+++ RECORD EXCERPTS

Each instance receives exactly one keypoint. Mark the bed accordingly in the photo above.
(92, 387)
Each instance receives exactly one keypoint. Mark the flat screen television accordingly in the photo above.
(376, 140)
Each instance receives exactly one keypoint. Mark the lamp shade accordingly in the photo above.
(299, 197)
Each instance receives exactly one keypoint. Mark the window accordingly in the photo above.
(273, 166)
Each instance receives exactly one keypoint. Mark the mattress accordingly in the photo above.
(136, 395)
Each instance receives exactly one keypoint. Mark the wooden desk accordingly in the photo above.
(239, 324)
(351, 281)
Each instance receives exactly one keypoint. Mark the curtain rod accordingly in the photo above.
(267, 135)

++++++

# DIRECTIONS
Reproduce only the lines between the line containing "Each instance receives exactly one keypoint. Mark the flat" and the last line of the records, those two lines included, exactly.

# TASK RESPONSE
Each instance receives exactly one keypoint. Mark the flat screen television accordingly in the photo above.
(376, 140)
Each instance receives exactly one keypoint. Mark the lamp shade accordingly in the photo above.
(299, 197)
Each instance receives exactly one keypoint. Mark the window accordingly in the photo above.
(273, 166)
Each instance receives exactly one keypoint. Mark the mattress accordingly in the photo above.
(136, 395)
Each instance receives exactly one keypoint. Mark the wooden desk accordingly in the photo above.
(239, 324)
(351, 281)
Each instance receives exactly one keypoint. Mark the curtain rod accordingly in the photo above.
(267, 135)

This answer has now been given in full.